§ Tasks and exercises:
[A] In the hybrid search text, which fusion strategy is called a robust default?
[B] Write out the part of the hybrid search text between "Hybrid search (BM25" and "int c = 60)", inclusive.

§ Source extract:
BEGIN

Hybrid search (BM25 + vectors)
Lexical and semantic signals are complementary. Hybrid search improves both head queries (exact terms) and tail queries (paraphrases).
Fusion strategies:
- Score fusion (weighted sum): normalize BM25 and cosine to [0,1] and combine
- Reciprocal Rank Fusion (RRF): fuse by rank positions; robust default
- Two‑stage: take union of BM25 and vector top‑N, then re‑rank with a cross‑encoder
Tiny C# example: RRF score fusion
using System;
using System.Collections.Generic;
using System.Linq;
// rrf(k) = 1 / (k + c), typically c = 60
static Dictionary<string, double> RrfFuse(IList<string> bm25, IList<string> vec, int c = 60)
{
var scores = new Dictionary<string, double>();
void add(IList<string> lst)
{
for (int i = 0; i < lst.Count; i++)

END

§ Rows:

BEGIN

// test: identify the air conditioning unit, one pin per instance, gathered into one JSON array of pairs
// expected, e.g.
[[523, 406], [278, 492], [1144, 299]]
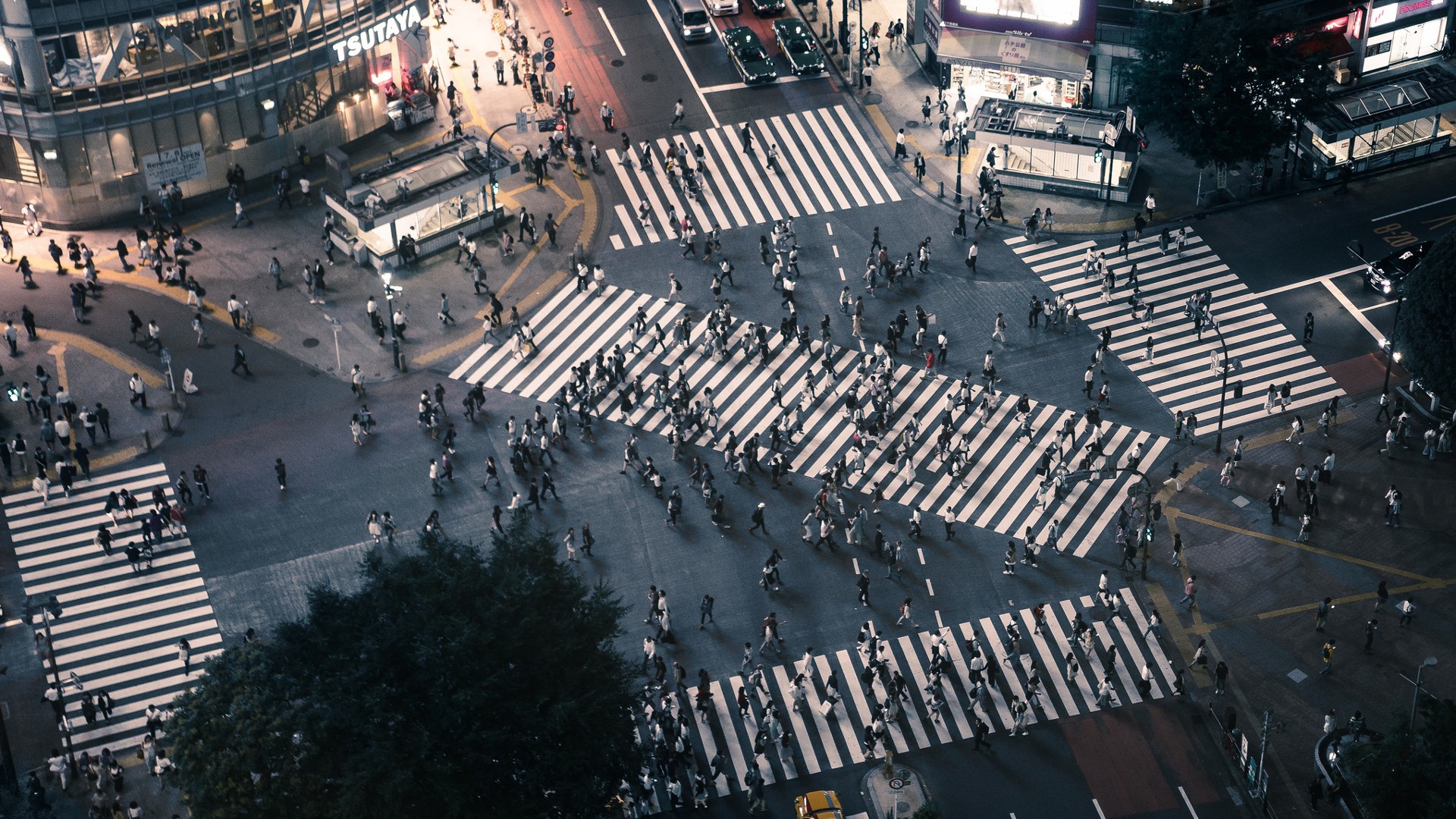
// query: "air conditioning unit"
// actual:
[[357, 194]]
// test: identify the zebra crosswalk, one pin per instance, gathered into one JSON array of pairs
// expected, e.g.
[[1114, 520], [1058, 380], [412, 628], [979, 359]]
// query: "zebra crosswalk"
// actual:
[[826, 165], [118, 629], [1183, 369], [827, 732], [1001, 491]]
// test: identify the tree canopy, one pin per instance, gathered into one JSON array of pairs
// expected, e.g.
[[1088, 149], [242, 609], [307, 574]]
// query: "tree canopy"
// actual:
[[450, 686], [1223, 86], [1424, 335], [1407, 776]]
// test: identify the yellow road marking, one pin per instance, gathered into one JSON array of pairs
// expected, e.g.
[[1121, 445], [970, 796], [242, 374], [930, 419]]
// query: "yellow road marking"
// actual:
[[1367, 596], [99, 352]]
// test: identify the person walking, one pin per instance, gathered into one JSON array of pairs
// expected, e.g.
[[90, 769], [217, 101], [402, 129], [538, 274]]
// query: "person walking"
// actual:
[[1190, 592], [908, 614], [1323, 614], [240, 360]]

END

§ Final results:
[A] Reciprocal Rank Fusion (RRF)

[B]
Hybrid search (BM25 + vectors)
Lexical and semantic signals are complementary. Hybrid search improves both head queries (exact terms) and tail queries (paraphrases).
Fusion strategies:
- Score fusion (weighted sum): normalize BM25 and cosine to [0,1] and combine
- Reciprocal Rank Fusion (RRF): fuse by rank positions; robust default
- Two‑stage: take union of BM25 and vector top‑N, then re‑rank with a cross‑encoder
Tiny C# example: RRF score fusion
using System;
using System.Collections.Generic;
using System.Linq;
// rrf(k) = 1 / (k + c), typically c = 60
static Dictionary<string, double> RrfFuse(IList<string> bm25, IList<string> vec, int c = 60)